WORK REQUEST.
Transcribe the SSH key migration excerpt, starting at the words "Key source Bitwarden" and stopping after "Weeks (research preview)".

EXERCISE TEXT.
=== Section Start ===

Aspect Phase 1 Lite (this issue) Phase 1 Full (#64) Phase 3 (Oracle Agent Vault)
Key source Bitwarden item Infisical via openclaw-infisical-resolver Infisical via Agent Vault broker
Codex sees raw bytes Once per TTL window Once per TTL window Never
Key on disk Never Never Never
Egress isolation None (Codex calls SSH directly) None HTTPS_PROXY enforced
TTL enforcement ssh-agent -t flag ssh-agent -t flag + Infisical token TTL Broker session TTL
Codex effort ~0.5 day ~2 days (depends on Phase 1 Full) Weeks (research preview)
Status Ships now Blocks on #64 / Phase 1 Full Blocks on Agent Vault readiness

The "Codex sees raw bytes once per TTL window" gap remains in Phase 1 Full and only closes in Phase 3. That's an honest limitation — Phase 1 Lite is not Phase 3 in disguise. But the gap is much smaller than current "key on disk indefinitely" state.

Migration path

When Phase 1 Full lands (#64 / Oracle 3-phase architecture), the Codex runtime startup script changes from:

bw get item 'vps1000 (codex)' --session "$BW_SESSION" \
  | jq -r '.fields[] | select(.name=="ssh_key") | .value' \
  | ssh-add -t 3600 -

to:

echo '{"protocolVersion":1,"provider":"infisical","ids":["codex-runtime/ssh/iskra-openclaw-key"]}' \
  | /usr/local/bin/openclaw-infisical-resolver \
  | jq -r '.values["codex-runtime/ssh/iskra-openclaw-key"]' \
  | ssh-add -t 3600 -

ssh-agent + TTL pattern is unchanged. Only the key source rotates from Bitwarden to Infisical.

When Phase 3 Agent Vault lands, the SSH access flow itself changes — Codex no longer holds a key at all, the broker proxies the SSH session.

Acceptance criteria

  • Codex runtime startup script uses ssh-add -t 3600 - to load key from stdin (no tempfile)

=== Section End ===

ENTRIES SUPPLIED.
=== Section Start ===

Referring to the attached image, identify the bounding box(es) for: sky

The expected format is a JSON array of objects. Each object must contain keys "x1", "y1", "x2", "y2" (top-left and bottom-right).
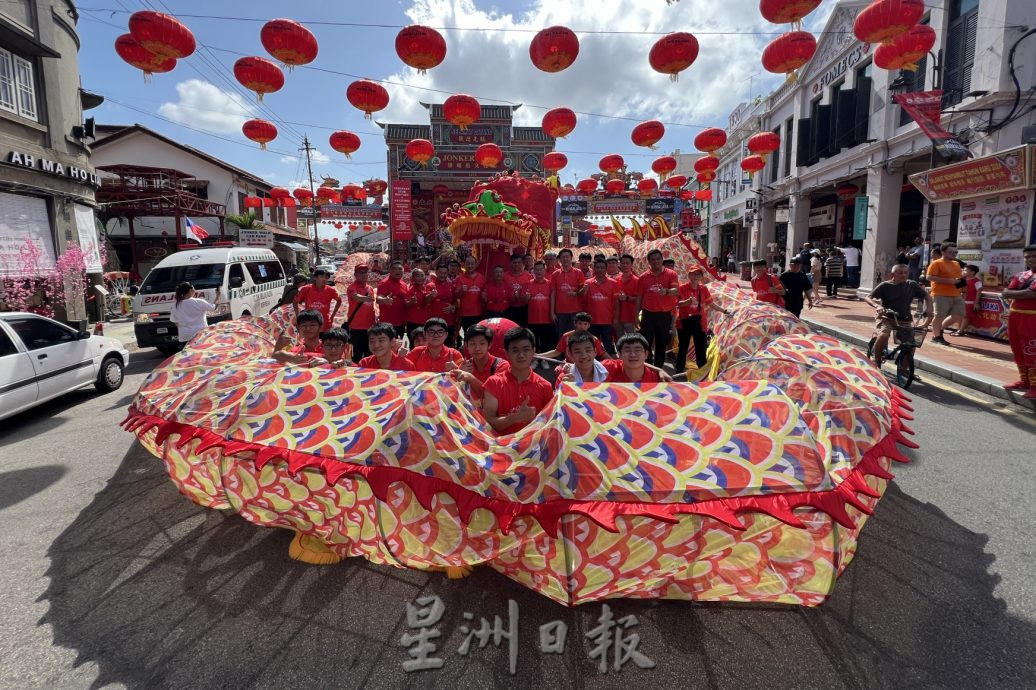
[{"x1": 79, "y1": 0, "x2": 834, "y2": 193}]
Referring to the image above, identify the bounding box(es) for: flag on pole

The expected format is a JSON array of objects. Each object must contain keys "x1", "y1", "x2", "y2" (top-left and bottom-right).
[{"x1": 183, "y1": 215, "x2": 208, "y2": 245}]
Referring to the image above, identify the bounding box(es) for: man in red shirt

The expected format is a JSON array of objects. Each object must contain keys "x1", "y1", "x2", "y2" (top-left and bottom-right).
[
  {"x1": 482, "y1": 327, "x2": 555, "y2": 434},
  {"x1": 617, "y1": 254, "x2": 640, "y2": 335},
  {"x1": 295, "y1": 268, "x2": 342, "y2": 327},
  {"x1": 550, "y1": 249, "x2": 586, "y2": 333},
  {"x1": 586, "y1": 257, "x2": 621, "y2": 356},
  {"x1": 406, "y1": 318, "x2": 464, "y2": 374},
  {"x1": 482, "y1": 266, "x2": 511, "y2": 319},
  {"x1": 454, "y1": 256, "x2": 486, "y2": 332},
  {"x1": 344, "y1": 264, "x2": 374, "y2": 362},
  {"x1": 637, "y1": 249, "x2": 680, "y2": 369},
  {"x1": 503, "y1": 254, "x2": 533, "y2": 325},
  {"x1": 528, "y1": 261, "x2": 557, "y2": 351},
  {"x1": 356, "y1": 323, "x2": 413, "y2": 371},
  {"x1": 378, "y1": 259, "x2": 407, "y2": 333}
]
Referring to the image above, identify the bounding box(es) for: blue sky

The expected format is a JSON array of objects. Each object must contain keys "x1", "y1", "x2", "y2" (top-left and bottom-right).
[{"x1": 79, "y1": 0, "x2": 833, "y2": 190}]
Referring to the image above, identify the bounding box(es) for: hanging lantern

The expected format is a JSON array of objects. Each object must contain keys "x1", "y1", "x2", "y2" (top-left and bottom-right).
[
  {"x1": 345, "y1": 79, "x2": 389, "y2": 119},
  {"x1": 741, "y1": 155, "x2": 767, "y2": 177},
  {"x1": 259, "y1": 19, "x2": 318, "y2": 69},
  {"x1": 327, "y1": 130, "x2": 359, "y2": 159},
  {"x1": 874, "y1": 24, "x2": 936, "y2": 71},
  {"x1": 115, "y1": 33, "x2": 176, "y2": 82},
  {"x1": 849, "y1": 0, "x2": 924, "y2": 48},
  {"x1": 665, "y1": 175, "x2": 687, "y2": 190},
  {"x1": 694, "y1": 127, "x2": 726, "y2": 153},
  {"x1": 651, "y1": 155, "x2": 677, "y2": 182},
  {"x1": 762, "y1": 31, "x2": 816, "y2": 81},
  {"x1": 528, "y1": 26, "x2": 579, "y2": 73},
  {"x1": 234, "y1": 57, "x2": 284, "y2": 103},
  {"x1": 396, "y1": 24, "x2": 447, "y2": 75},
  {"x1": 542, "y1": 108, "x2": 576, "y2": 139},
  {"x1": 442, "y1": 93, "x2": 482, "y2": 130},
  {"x1": 241, "y1": 119, "x2": 277, "y2": 150},
  {"x1": 597, "y1": 153, "x2": 626, "y2": 175},
  {"x1": 747, "y1": 132, "x2": 780, "y2": 161},
  {"x1": 576, "y1": 177, "x2": 597, "y2": 196},
  {"x1": 694, "y1": 155, "x2": 719, "y2": 173},
  {"x1": 405, "y1": 139, "x2": 435, "y2": 168},
  {"x1": 543, "y1": 151, "x2": 569, "y2": 172},
  {"x1": 648, "y1": 31, "x2": 698, "y2": 81},
  {"x1": 474, "y1": 143, "x2": 503, "y2": 168},
  {"x1": 759, "y1": 0, "x2": 822, "y2": 24},
  {"x1": 637, "y1": 177, "x2": 658, "y2": 196},
  {"x1": 130, "y1": 10, "x2": 196, "y2": 60},
  {"x1": 630, "y1": 120, "x2": 665, "y2": 151}
]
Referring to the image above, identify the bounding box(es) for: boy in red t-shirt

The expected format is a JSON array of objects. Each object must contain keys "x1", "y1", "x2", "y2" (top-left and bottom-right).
[
  {"x1": 482, "y1": 326, "x2": 554, "y2": 434},
  {"x1": 295, "y1": 268, "x2": 342, "y2": 328}
]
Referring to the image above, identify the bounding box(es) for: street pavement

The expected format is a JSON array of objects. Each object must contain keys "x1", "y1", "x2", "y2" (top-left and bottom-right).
[{"x1": 0, "y1": 339, "x2": 1036, "y2": 689}]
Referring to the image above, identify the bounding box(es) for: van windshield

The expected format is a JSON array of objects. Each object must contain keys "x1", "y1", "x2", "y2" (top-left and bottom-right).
[{"x1": 140, "y1": 263, "x2": 226, "y2": 294}]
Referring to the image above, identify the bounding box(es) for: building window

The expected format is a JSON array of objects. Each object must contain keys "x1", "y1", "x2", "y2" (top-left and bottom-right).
[{"x1": 0, "y1": 48, "x2": 38, "y2": 120}]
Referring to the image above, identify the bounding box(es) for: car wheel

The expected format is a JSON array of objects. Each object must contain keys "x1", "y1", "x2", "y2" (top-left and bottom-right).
[{"x1": 93, "y1": 356, "x2": 124, "y2": 393}]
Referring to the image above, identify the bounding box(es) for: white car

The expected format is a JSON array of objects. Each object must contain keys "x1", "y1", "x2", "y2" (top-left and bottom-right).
[{"x1": 0, "y1": 312, "x2": 130, "y2": 420}]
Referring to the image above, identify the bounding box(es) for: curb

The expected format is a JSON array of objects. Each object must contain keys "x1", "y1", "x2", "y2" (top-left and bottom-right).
[{"x1": 802, "y1": 319, "x2": 1036, "y2": 410}]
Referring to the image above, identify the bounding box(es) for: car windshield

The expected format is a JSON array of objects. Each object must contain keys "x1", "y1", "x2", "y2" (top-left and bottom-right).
[{"x1": 140, "y1": 263, "x2": 225, "y2": 294}]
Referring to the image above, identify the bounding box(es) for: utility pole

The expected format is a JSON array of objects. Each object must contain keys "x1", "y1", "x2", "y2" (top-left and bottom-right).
[{"x1": 298, "y1": 136, "x2": 320, "y2": 266}]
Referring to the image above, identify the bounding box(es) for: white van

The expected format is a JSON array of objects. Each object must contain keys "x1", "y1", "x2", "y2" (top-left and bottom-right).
[{"x1": 133, "y1": 247, "x2": 286, "y2": 354}]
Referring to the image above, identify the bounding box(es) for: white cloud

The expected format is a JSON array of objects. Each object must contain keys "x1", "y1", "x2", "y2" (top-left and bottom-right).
[{"x1": 159, "y1": 79, "x2": 253, "y2": 134}]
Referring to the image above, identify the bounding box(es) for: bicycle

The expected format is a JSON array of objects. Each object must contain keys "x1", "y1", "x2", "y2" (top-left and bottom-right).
[{"x1": 867, "y1": 309, "x2": 928, "y2": 390}]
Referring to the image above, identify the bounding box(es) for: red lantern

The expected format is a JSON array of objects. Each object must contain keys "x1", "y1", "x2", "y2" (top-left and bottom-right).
[
  {"x1": 115, "y1": 33, "x2": 176, "y2": 82},
  {"x1": 234, "y1": 57, "x2": 284, "y2": 103},
  {"x1": 442, "y1": 93, "x2": 482, "y2": 130},
  {"x1": 849, "y1": 0, "x2": 924, "y2": 48},
  {"x1": 396, "y1": 24, "x2": 447, "y2": 75},
  {"x1": 542, "y1": 108, "x2": 576, "y2": 139},
  {"x1": 241, "y1": 119, "x2": 277, "y2": 149},
  {"x1": 630, "y1": 120, "x2": 665, "y2": 150},
  {"x1": 130, "y1": 11, "x2": 196, "y2": 60},
  {"x1": 259, "y1": 19, "x2": 318, "y2": 69},
  {"x1": 648, "y1": 31, "x2": 698, "y2": 81},
  {"x1": 406, "y1": 139, "x2": 435, "y2": 168},
  {"x1": 747, "y1": 132, "x2": 780, "y2": 161},
  {"x1": 741, "y1": 155, "x2": 767, "y2": 177},
  {"x1": 345, "y1": 79, "x2": 389, "y2": 119},
  {"x1": 474, "y1": 143, "x2": 503, "y2": 168},
  {"x1": 576, "y1": 177, "x2": 597, "y2": 196},
  {"x1": 694, "y1": 127, "x2": 726, "y2": 153},
  {"x1": 327, "y1": 130, "x2": 359, "y2": 159},
  {"x1": 762, "y1": 31, "x2": 816, "y2": 79},
  {"x1": 528, "y1": 26, "x2": 579, "y2": 73},
  {"x1": 694, "y1": 155, "x2": 719, "y2": 173},
  {"x1": 598, "y1": 153, "x2": 626, "y2": 175},
  {"x1": 874, "y1": 24, "x2": 936, "y2": 71},
  {"x1": 651, "y1": 155, "x2": 677, "y2": 182},
  {"x1": 759, "y1": 0, "x2": 822, "y2": 24},
  {"x1": 637, "y1": 177, "x2": 658, "y2": 196},
  {"x1": 543, "y1": 151, "x2": 569, "y2": 172}
]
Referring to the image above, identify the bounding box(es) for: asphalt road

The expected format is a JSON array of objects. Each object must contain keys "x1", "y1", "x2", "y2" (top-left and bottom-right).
[{"x1": 0, "y1": 350, "x2": 1036, "y2": 690}]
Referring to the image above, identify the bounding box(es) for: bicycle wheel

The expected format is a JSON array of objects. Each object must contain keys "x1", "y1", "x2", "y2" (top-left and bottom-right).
[{"x1": 896, "y1": 347, "x2": 914, "y2": 391}]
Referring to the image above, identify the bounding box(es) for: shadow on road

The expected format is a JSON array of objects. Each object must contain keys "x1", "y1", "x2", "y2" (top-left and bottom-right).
[{"x1": 40, "y1": 445, "x2": 1036, "y2": 690}]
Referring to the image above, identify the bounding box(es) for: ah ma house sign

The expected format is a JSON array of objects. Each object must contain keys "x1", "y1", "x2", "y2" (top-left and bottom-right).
[{"x1": 7, "y1": 151, "x2": 100, "y2": 188}]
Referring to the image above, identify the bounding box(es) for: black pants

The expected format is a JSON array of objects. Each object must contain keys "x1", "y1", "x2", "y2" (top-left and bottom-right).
[
  {"x1": 677, "y1": 314, "x2": 709, "y2": 374},
  {"x1": 589, "y1": 323, "x2": 615, "y2": 357},
  {"x1": 349, "y1": 328, "x2": 371, "y2": 364},
  {"x1": 640, "y1": 311, "x2": 672, "y2": 369}
]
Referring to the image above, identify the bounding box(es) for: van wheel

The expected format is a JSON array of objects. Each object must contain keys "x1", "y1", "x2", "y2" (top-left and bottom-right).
[{"x1": 93, "y1": 355, "x2": 124, "y2": 393}]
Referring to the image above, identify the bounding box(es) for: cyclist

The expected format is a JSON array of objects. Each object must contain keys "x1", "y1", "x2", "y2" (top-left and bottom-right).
[{"x1": 864, "y1": 264, "x2": 934, "y2": 367}]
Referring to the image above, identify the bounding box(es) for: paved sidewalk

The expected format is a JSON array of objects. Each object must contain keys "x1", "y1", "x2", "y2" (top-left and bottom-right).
[{"x1": 738, "y1": 282, "x2": 1036, "y2": 409}]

=== Section End ===

RESULT OF THE TASK.
Key source Bitwarden item Infisical via openclaw-infisical-resolver Infisical via Agent Vault broker
Codex sees raw bytes Once per TTL window Once per TTL window Never
Key on disk Never Never Never
Egress isolation None (Codex calls SSH directly) None HTTPS_PROXY enforced
TTL enforcement ssh-agent -t flag ssh-agent -t flag + Infisical token TTL Broker session TTL
Codex effort ~0.5 day ~2 days (depends on Phase 1 Full) Weeks (research preview)